Convert the entries below into a two-column CSV with the columns text and answer, one row per entry. Put each entry's text and its answer in one quoted field apiece, and replace line breaks with spaces.

◇ ◇ ◇ ◇

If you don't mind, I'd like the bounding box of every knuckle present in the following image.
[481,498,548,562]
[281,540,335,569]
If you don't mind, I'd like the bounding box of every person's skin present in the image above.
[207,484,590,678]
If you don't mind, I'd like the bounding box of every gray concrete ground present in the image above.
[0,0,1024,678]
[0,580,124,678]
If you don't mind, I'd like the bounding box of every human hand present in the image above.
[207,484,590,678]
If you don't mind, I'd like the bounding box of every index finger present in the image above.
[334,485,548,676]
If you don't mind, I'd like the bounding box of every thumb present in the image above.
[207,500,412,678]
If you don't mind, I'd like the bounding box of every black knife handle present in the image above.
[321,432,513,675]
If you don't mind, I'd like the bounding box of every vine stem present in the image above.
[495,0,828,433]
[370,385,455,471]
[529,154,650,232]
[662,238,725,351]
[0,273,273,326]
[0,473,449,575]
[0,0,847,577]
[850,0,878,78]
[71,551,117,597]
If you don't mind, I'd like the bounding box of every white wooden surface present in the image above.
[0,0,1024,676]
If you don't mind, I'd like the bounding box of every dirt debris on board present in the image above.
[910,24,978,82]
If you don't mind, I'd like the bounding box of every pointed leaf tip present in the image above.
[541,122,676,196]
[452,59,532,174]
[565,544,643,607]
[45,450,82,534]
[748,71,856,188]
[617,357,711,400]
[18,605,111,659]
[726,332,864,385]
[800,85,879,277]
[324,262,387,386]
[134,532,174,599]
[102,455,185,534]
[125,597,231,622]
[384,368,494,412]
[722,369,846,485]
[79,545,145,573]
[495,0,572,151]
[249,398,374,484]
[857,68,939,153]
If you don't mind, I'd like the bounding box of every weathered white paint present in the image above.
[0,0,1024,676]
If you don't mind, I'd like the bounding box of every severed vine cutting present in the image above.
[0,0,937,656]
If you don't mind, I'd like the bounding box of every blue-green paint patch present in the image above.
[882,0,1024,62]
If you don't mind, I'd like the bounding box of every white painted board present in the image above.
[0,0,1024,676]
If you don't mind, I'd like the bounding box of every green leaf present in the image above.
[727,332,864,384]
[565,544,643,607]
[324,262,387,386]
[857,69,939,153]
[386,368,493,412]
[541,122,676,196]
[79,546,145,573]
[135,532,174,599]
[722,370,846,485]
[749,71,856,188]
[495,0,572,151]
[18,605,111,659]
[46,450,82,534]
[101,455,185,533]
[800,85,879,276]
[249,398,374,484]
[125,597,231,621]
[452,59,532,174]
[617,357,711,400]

◇ ◇ ◇ ◇

* _REPLY_
text,answer
"If you don't mind, I'd like the bounding box of every knuckle present in the following image.","[481,498,548,562] [281,540,335,569]"
"If you don't mind, I'd like the bounding box of every person's skin present in the image above.","[207,484,590,678]"
"If you don't mind, I'd like the bounding box of every gray concrete ground present in the image above.","[0,0,1024,678] [0,580,124,678]"
"If you don't mind, I'd like the bounding box of every human hand present in the image above.","[207,484,590,678]"
"If you don't mind, I'd like the bounding box of every index finger present in the image above.","[334,485,548,676]"
"If you don't mind, I'd like the bounding box of every thumb present in the image above.","[207,500,412,678]"
"If you don't mind, I'd like the bounding box of every black knife handle present in the image above.","[321,432,513,675]"
"If you don't mind, I'd like the bounding box of every vine stem present in the image above.","[495,0,828,433] [370,385,455,471] [529,154,650,232] [662,238,725,351] [0,273,273,326] [0,473,449,575] [0,0,847,577] [850,0,878,78] [71,551,117,597]"
"If you don't mind, I'd like the bounding box of every white wooden surface present in the image above.","[0,0,1024,676]"
"If you don't mind, I'd like the bounding box of every dirt debris on board present in the image above.","[910,24,978,82]"
"If you don't mind, I'd like the bounding box of every pointed leaf tip present in the image above.","[541,122,676,196] [452,59,532,174] [565,544,643,607] [45,450,82,534] [748,71,856,188] [617,357,711,400] [18,605,111,659] [726,332,864,385] [800,85,879,277] [324,262,387,386] [134,532,174,599] [102,455,185,534] [125,597,231,622] [384,368,494,412] [722,369,846,485] [79,545,145,573] [495,0,572,151] [249,398,374,484] [857,68,939,153]"
"If you don't mind, I'd like the bounding box of every weathered white paint present in the image above.","[0,0,1024,676]"
"If you don't mind, I'd like the bounding box of every severed vine cutting present in the image above.","[0,0,937,656]"
"If you don't mind, I'd like the bounding box of every blue-green paint patch present in the image above.","[882,0,1024,62]"
"If you don't mind, I'd like the bounding box of every white painted board present in the image above.","[0,0,1024,676]"
"If you don't mind, I'd like the bounding box of every green leaf present in the image above.","[727,332,864,384] [565,544,643,607] [324,262,387,386] [857,69,939,153] [386,368,493,412] [541,122,676,196] [79,546,145,573] [135,532,174,599] [722,370,846,485] [749,71,856,188] [495,0,572,151] [18,605,111,659] [46,450,82,534] [101,455,185,533] [800,85,879,276] [249,398,374,484] [125,597,231,621] [452,59,532,174] [617,357,711,400]"